*Goal of the exercise*. In full and without change, repeat the records shown below.

*Source data*.

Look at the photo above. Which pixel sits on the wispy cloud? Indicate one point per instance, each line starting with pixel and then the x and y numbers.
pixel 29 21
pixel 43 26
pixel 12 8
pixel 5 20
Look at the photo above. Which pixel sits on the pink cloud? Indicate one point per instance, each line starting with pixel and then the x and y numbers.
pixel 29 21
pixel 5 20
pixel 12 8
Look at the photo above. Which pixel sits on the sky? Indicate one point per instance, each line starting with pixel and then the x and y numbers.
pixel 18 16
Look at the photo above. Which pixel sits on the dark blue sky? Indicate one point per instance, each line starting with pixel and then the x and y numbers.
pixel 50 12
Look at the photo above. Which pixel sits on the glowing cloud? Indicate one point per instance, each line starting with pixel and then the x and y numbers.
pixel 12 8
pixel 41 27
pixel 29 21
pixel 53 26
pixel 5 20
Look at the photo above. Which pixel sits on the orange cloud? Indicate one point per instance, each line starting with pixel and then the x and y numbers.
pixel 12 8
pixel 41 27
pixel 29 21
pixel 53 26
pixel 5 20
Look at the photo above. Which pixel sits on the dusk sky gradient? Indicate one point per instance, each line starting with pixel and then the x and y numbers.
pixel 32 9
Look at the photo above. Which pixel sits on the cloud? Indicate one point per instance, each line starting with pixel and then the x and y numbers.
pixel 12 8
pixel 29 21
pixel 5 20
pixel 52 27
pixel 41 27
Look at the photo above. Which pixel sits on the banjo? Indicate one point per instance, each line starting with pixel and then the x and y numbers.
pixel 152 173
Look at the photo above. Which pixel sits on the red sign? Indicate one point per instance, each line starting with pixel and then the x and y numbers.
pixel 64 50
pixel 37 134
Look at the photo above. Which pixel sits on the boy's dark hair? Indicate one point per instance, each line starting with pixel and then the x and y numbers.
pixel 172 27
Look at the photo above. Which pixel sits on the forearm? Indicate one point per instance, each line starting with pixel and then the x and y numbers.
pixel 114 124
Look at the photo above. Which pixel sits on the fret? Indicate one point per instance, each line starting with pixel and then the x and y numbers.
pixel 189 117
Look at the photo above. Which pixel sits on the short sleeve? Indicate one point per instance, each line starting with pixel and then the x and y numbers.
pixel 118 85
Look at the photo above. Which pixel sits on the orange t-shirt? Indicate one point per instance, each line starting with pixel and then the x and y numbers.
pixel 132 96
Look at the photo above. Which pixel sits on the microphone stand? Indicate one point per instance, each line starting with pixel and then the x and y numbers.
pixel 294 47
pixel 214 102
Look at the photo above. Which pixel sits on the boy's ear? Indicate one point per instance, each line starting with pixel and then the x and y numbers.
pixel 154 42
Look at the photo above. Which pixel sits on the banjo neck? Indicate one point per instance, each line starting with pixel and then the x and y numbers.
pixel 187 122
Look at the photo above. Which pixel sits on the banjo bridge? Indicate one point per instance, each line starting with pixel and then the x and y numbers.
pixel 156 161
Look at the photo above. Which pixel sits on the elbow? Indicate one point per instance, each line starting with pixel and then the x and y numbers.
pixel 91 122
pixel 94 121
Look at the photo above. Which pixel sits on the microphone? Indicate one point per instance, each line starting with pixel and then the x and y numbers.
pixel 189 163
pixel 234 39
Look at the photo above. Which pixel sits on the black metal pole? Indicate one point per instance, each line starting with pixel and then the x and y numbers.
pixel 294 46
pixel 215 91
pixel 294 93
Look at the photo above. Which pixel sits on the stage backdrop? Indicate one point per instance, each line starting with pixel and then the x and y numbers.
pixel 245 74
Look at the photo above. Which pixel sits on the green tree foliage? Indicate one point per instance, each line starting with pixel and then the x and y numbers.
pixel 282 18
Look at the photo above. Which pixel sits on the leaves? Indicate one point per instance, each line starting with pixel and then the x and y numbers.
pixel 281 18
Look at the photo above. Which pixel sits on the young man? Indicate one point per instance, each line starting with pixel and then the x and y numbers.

*The completed task*.
Look at the photo above. Which pixel sits on the wispy cloud? Indicate one point per instance, each line starting with pixel and then the x and y numbers.
pixel 29 21
pixel 43 26
pixel 12 8
pixel 5 20
Look at the photo above. Which pixel sits on the pink cloud? Indicate one point per instance, each line starting with pixel and then the x and y numbers.
pixel 29 21
pixel 5 20
pixel 12 8
Look at the photo above. Which pixel sits on the sky? Indicate one point per instance, each line starting with pixel and then the x and y numbers.
pixel 18 16
Look at the photo above. Which pixel sits on the dark blue sky? Indicate one point per instance, each line starting with pixel and then the x and y numbers.
pixel 50 12
Look at the photo above. Which pixel sits on the glowing cloud? Indicate one point per instance, each line starting with pixel and then the x and y numbers.
pixel 12 8
pixel 41 27
pixel 29 21
pixel 53 26
pixel 5 20
Look at the photo above. Which pixel sits on the orange cloud? Indicate one point per instance, each line starting with pixel and then the x and y numbers.
pixel 12 8
pixel 41 27
pixel 29 21
pixel 53 26
pixel 5 20
Look at the photo above. Which pixel sits on the dusk sky gradient? Indicate one point per instance, each line starting with pixel and then the x and y numbers.
pixel 32 9
Look at the photo above. Which pixel sits on the cloud? Indicate one point per instance, each line starting with pixel and then the x and y numbers.
pixel 12 8
pixel 29 21
pixel 5 20
pixel 52 27
pixel 41 27
Look at the photo above. Which pixel sits on the banjo? Indicate one point per instance, each line starting with pixel and then the x and y numbers.
pixel 152 173
Look at the photo above. Which pixel sits on the red sign? Indicate one point per instance, each line starting with pixel and then the x and y numbers.
pixel 64 50
pixel 37 134
Look at the photo above. Which pixel sits on the boy's dark hair? Indicate one point per instance, each line starting with pixel and then the x and y numbers.
pixel 172 27
Look at the photo above. Which pixel sits on the forearm? Indicate one point per instance, each line starting with pixel and then the x and y numbers.
pixel 114 124
Look at the photo above. Which pixel sits on the fret? Indicate one point per instance, each line starting with pixel and then the x and y numbers.
pixel 189 117
Look at the photo above. Which pixel sits on the short sleeve? Indicate one point per instance, each line starting with pixel and then the x and y numbers.
pixel 118 85
Look at the photo above. Which pixel sits on the orange t-shirt? Indicate one point per instance, each line starting with pixel and then the x and y numbers.
pixel 132 96
Look at the photo above. Which pixel sits on the microphone stand? Indicate one point per instance, each line starting with pixel and then the x and y numbers.
pixel 294 47
pixel 214 102
Look at the photo above. Which pixel sits on the boy's ear? Indicate one point per instance, each line starting with pixel and then the x and y numbers.
pixel 154 42
Look at the photo above. Which pixel sits on the banjo neck? Indicate one point per instance, each line starting with pixel and then the x and y numbers.
pixel 187 122
Look at the photo above. Which pixel sits on the banjo bridge? Indicate one point per instance, each line starting with pixel and then the x and y numbers.
pixel 156 161
Look at the photo above. Which pixel sits on the elbow? Indicate one point per instance, each line starting with pixel and then the x and y numbers.
pixel 91 122
pixel 94 121
Look at the photo above. Which pixel sits on the microphone? Indicate one point per instance, each line starting with pixel and then the x and y numbers.
pixel 189 163
pixel 234 39
Look at the photo above. Which pixel sits on the black metal pole? Indicate one point per instance, each line starting with pixel and then the x and y numbers.
pixel 294 46
pixel 215 91
pixel 294 93
Look at the photo above. Which pixel sits on the stage backdrop? Indicate one point per instance, each line starting with pixel and then the x and y numbers.
pixel 245 74
Look at the photo above. Which pixel sits on the green tree foliage? Indicate one point per instance, each line starting with pixel and then the x and y numbers.
pixel 282 18
Look at the photo above. Which pixel sits on the leaves? Indicate one point per instance, each line starting with pixel and then the x and y numbers.
pixel 281 18
Look at the photo above. Which pixel sits on the young man? Indicate one point per instance, each line starting with pixel and then the x and y numbers.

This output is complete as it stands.